__About this exercise__
The line that contains "Where the rings" marks the end: retype the data below exactly from its first line through that line.

__Supplied records__
════════

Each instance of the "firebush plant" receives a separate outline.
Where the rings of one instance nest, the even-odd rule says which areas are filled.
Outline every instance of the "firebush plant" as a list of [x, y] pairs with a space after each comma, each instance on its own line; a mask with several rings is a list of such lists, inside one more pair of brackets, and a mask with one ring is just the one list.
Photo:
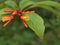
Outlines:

════════

__Expected answer__
Each instance of the "firebush plant" receives a separate outline.
Where the rings of one instance nest, the even-odd rule says which areas are filled.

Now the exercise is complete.